● Задание A: Чью биографию однажды вечером читал отец, согласно приведённому ниже тексту?

● Приведённый текст:
>>>>>
Чем более затерты выражения, имеющие касательство к становлению чего-либо, к какому-то ходу, течению, тем громче в них порой звучит откровение. Между тем истина заключается не в том, что они создают исключительное состояние, а в том, что мы уже пребывали в этом состоянии, сами не отдавая себе в этом отчета, и нужен был только какой-то знак, какой-то предлог, чтобы нечто выходящее за рамки обычного состоялось.

Мы жили в деревне, я ходил в школу и — важная деталь — спал в той же комнате, что и мои родители. По вечерам отец имел обыкновение читать матери. Он был священник, но читал все подряд, наверное, полагая, что я слишком мал, чтобы понимать, о чем он читает. Обычно я его не слушал и засыпал, если только не попадалась какая-нибудь захватывающая история. Однажды вечером я слушал во все уши. Это была биография Распутина, эпизод, в котором отец, умирая, призывает к себе сына и говорит ему: «Ступай в Санкт-Петербург, сделайся владыкой города, ни перед чем не отступай и никого не бойся, ибо Бог — это старая свинья».
<<<<<
● Имеющиеся данные:
>>>>>
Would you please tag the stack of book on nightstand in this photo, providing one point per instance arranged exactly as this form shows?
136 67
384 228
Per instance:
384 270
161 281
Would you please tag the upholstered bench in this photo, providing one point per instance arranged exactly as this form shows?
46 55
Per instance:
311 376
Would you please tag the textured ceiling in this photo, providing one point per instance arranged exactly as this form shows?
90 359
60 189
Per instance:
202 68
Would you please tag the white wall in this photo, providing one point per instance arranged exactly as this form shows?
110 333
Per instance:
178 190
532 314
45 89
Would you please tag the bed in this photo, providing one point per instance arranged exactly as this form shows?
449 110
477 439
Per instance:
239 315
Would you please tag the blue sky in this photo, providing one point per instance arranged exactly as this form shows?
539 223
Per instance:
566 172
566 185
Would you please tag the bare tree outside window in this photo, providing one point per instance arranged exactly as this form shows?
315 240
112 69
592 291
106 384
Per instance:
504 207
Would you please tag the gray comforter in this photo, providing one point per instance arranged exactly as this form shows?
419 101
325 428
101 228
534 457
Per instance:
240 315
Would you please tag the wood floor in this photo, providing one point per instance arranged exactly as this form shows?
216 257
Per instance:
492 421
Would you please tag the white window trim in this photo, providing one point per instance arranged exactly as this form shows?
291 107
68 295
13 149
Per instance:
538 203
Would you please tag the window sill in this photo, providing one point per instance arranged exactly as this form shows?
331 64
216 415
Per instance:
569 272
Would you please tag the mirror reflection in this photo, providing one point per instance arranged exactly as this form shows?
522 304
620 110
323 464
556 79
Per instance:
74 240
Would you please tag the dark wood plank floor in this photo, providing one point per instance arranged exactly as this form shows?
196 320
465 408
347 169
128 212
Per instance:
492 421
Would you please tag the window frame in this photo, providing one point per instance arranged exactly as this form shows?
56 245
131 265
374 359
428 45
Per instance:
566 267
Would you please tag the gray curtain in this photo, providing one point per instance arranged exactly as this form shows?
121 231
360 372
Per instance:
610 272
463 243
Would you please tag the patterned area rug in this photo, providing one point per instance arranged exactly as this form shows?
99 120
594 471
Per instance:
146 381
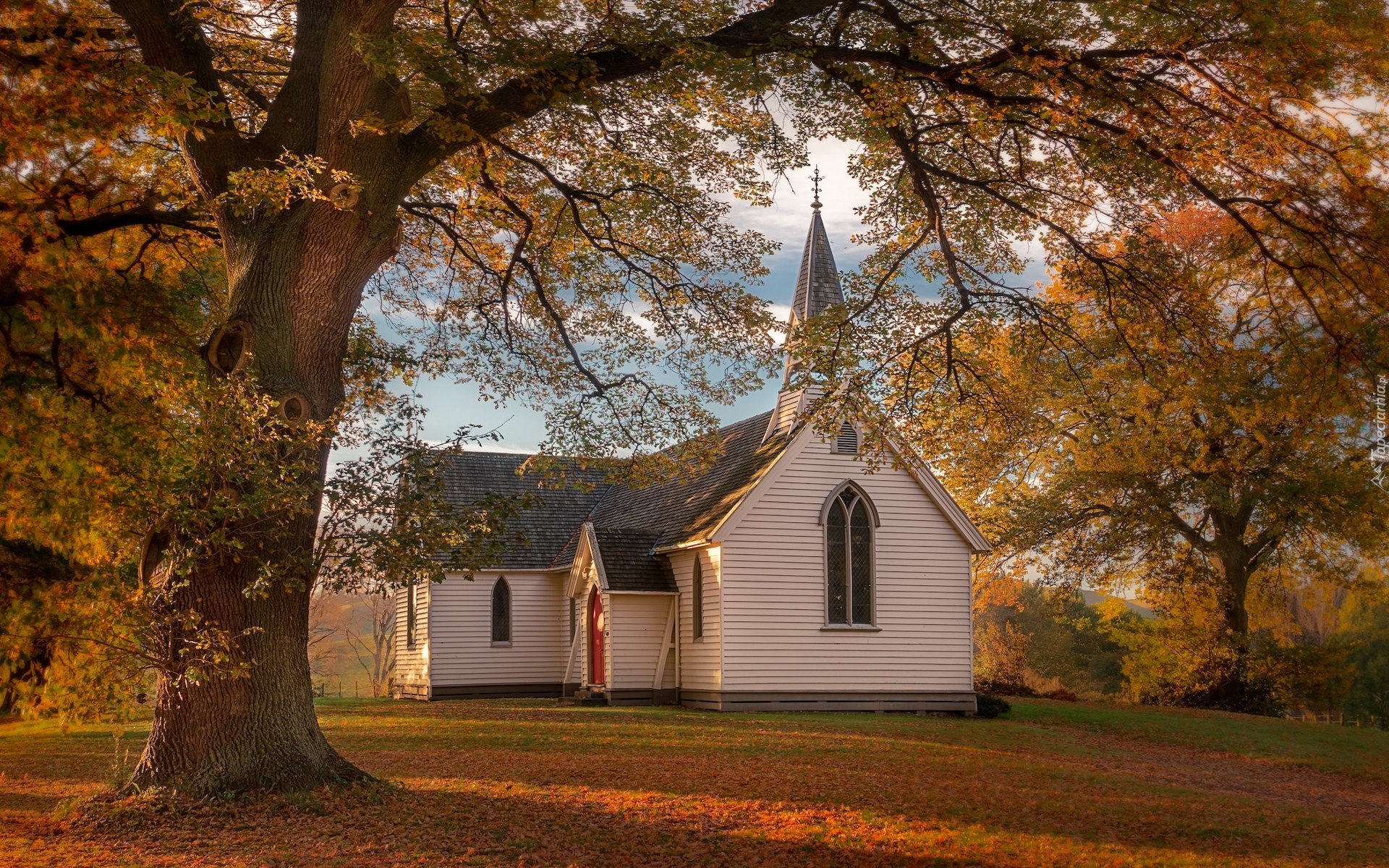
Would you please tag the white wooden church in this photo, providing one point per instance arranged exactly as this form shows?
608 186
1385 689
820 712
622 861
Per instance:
<<<<<
>>>>>
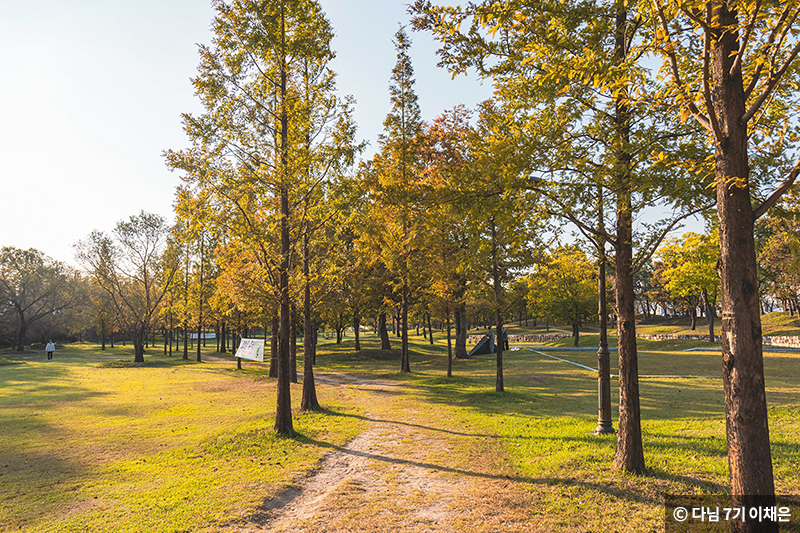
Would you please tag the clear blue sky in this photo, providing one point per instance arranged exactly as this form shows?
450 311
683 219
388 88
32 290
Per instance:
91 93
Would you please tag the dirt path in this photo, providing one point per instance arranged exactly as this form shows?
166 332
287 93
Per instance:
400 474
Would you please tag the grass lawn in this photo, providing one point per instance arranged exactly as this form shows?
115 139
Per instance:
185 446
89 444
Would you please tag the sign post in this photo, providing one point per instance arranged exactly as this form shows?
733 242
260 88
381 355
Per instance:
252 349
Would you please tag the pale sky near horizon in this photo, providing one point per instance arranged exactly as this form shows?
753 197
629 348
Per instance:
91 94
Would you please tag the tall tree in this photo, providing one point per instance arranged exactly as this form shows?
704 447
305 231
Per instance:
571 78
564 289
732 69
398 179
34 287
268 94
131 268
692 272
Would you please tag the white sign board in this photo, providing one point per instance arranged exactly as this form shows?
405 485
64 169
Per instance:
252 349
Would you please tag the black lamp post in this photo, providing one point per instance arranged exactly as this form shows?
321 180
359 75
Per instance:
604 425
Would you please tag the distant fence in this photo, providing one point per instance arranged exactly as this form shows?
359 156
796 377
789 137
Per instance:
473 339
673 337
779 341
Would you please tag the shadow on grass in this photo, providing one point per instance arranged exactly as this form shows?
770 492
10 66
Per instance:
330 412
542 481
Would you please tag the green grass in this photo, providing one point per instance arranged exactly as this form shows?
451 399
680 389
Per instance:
<<<<<
● Задание B: Пожалуйста, отфильтруйте строки выше и оставьте только те, в которых встречается слово «sign». Регистр букв имеет значение.

● Ответ A: Биографию Распутина.

● Ответ B:
Would you please tag the sign post in this photo, providing one point per instance arranged exactly as this form shows?
Would you please tag the white sign board in this photo, providing one point per instance arranged exactly as this form shows?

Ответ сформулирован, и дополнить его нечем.